◆ **Text to read**:
To deliver the above three cookies safely (i.e. only to https://raven.cam.ac.uk/), create a file "/tmp/cookiejar.txt" with content

raven.cam.ac.uk	FALSE	/	TRUE	2147483647	Ucam-WLS-ID     your-crsid
raven.cam.ac.uk	FALSE	/	TRUE	2147483647	Ucam-WLS-Passwd	your-raven-password
raven.cam.ac.uk	FALSE	/	TRUE	2147483647	Ucam-WLS-mode	automatic

[Columns: domain, tailmatch, path, secure, expires, name, value]

It is important to set the "secure" flag to TRUE for Ucam-WLS-Passwd such that this cookie is not accidentally submitted over an insecure non-HTTPS connection. The "expire" value is just 231−1 (19 Jan 2038), the maximum time_t value supported on 32-bit platforms.

Then a single curl call of the form

curl -L -b/tmp/cookiejar.txt -c/tmp/cookiejar.txt ....

will not only get you past Raven, but will also leave in your cookie jar the application's session cookie that then makes further Raven calls unnecessary (until timeout). Option -L causes curl to automatically follow redirects, option -b reads the cookie jar, and option -c writes back an updated cookie jar.

In other words, getting with curl past Raven will become as easy as creating one temporary file that contains the username and password, plus providing three additional command-line options to each invocation of curl.

Most other http scripting tools and libraries have equivalent facilities to set cookies and automatically follow redirects, and therefore would equally benefit greatly from this simple extension.

◆ **Short exercise 1**:
Answer these questions about the Raven cookie text:
(a) What file does the text say to create?
(b) What does option -L make curl do?
(c) What date does the "expire" value correspond to?
◆ **Short exercise 2**:
Copy the stretch of the Raven cookie text from "will not only" through "updated cookie jar.".
◆ **Short exercise 3**:
Which column names does the bracketed line in the Raven cookie text give?

◆ **Data listing**:
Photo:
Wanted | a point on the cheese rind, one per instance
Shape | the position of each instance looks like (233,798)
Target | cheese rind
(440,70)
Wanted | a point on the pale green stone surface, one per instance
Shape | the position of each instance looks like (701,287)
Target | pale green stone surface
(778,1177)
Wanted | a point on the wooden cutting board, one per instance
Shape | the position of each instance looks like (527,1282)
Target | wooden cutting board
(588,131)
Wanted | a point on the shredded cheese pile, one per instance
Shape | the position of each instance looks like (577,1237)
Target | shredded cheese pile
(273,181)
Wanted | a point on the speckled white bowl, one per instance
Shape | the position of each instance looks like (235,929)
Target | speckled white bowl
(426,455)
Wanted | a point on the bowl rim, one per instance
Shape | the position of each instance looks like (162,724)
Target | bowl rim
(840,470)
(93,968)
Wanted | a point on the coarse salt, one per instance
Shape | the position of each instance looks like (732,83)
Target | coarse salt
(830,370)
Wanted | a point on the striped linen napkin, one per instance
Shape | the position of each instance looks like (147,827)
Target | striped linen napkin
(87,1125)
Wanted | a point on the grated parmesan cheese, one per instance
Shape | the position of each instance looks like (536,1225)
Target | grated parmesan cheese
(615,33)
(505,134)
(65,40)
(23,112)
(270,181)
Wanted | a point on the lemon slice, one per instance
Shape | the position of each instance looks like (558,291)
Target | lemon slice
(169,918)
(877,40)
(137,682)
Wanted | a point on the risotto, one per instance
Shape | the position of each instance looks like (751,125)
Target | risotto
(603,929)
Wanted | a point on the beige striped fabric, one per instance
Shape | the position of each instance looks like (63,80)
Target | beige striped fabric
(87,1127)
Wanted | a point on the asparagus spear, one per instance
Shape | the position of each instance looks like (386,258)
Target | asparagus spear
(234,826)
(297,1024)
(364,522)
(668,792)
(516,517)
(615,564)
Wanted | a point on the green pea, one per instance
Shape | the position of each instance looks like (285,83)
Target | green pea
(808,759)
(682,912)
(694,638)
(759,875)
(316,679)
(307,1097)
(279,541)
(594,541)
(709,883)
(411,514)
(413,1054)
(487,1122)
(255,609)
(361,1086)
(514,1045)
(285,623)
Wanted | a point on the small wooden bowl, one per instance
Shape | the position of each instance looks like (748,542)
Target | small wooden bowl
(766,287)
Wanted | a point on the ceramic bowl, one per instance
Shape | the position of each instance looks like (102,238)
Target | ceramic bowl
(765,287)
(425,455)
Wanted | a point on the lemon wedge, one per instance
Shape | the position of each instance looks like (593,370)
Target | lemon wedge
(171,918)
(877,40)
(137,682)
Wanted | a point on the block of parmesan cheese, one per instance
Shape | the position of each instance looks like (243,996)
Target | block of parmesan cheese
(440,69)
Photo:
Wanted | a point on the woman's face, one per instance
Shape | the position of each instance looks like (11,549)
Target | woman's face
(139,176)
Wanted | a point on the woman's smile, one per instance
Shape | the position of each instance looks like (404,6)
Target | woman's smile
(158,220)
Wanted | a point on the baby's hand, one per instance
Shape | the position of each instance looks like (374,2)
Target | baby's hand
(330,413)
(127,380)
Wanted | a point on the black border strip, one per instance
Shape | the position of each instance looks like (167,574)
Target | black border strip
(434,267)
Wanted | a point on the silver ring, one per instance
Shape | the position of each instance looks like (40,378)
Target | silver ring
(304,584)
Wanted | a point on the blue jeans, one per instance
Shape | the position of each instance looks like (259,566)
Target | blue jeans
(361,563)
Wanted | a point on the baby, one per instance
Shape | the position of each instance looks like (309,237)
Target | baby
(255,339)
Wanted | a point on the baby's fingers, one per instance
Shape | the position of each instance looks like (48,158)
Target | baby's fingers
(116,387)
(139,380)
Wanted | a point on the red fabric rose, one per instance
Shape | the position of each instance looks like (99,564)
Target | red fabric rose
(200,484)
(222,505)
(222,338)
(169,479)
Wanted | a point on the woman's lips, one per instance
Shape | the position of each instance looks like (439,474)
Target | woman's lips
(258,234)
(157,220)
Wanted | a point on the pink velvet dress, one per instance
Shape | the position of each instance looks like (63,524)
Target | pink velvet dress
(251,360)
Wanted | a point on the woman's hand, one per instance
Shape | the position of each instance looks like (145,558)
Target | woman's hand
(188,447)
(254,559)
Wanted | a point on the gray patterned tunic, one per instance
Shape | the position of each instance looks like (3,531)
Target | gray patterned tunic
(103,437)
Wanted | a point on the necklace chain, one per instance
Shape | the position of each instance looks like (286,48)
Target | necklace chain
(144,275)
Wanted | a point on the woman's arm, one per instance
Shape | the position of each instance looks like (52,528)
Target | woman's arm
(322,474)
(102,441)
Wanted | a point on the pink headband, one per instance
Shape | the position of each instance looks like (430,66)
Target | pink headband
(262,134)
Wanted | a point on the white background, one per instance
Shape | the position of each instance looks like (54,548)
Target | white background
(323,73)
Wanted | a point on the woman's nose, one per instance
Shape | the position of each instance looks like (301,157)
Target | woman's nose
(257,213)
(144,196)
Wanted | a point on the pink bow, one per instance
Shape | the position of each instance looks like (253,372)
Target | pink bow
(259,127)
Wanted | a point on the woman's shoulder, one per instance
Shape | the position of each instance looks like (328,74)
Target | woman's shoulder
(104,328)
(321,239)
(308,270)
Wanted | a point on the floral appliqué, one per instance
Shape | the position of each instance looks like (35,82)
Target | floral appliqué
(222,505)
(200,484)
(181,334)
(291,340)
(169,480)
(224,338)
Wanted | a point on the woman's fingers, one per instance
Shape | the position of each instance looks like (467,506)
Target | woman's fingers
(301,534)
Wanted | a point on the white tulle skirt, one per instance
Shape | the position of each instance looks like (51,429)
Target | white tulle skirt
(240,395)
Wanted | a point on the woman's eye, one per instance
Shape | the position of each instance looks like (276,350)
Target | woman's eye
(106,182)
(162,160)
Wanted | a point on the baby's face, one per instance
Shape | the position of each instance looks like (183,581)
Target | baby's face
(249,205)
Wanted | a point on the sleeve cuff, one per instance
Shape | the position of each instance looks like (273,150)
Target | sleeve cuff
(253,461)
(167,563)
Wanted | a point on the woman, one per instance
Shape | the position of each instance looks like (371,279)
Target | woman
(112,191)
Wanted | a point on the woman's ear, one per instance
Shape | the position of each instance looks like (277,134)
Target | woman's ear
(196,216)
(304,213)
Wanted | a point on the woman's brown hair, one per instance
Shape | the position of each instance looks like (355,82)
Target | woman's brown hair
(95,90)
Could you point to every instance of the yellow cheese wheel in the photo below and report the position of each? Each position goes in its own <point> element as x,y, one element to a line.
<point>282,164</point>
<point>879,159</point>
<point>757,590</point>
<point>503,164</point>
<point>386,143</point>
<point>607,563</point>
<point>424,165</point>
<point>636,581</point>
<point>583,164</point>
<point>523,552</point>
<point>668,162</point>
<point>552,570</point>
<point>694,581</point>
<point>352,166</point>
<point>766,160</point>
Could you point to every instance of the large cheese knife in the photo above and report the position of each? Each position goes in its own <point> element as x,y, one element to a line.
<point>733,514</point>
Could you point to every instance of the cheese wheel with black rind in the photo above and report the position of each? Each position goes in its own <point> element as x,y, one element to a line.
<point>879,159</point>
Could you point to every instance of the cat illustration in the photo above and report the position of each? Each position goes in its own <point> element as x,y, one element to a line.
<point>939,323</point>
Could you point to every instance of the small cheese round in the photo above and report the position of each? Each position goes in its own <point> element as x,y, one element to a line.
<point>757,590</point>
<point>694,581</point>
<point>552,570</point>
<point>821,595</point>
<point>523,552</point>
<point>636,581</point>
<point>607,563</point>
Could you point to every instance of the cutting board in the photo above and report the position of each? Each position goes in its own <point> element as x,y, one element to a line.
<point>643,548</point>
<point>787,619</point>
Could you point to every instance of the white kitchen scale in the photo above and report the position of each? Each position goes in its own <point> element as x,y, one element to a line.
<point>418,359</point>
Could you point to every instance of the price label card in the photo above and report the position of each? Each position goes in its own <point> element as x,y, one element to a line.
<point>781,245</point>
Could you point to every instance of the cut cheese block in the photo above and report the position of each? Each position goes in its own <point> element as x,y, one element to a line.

◆ **Result 1**:
(a) /tmp/cookiejar.txt
(b) Automatically follow redirects.
(c) 19 Jan 2038.

◆ **Result 2**:
will not only get you past Raven, but will also leave in your cookie jar the application's session cookie that then makes further Raven calls unnecessary (until timeout). Option -L causes curl to automatically follow redirects, option -b reads the cookie jar, and option -c writes back an updated cookie jar.

◆ **Result 3**:
domain, tailmatch, path, secure, expires, name, value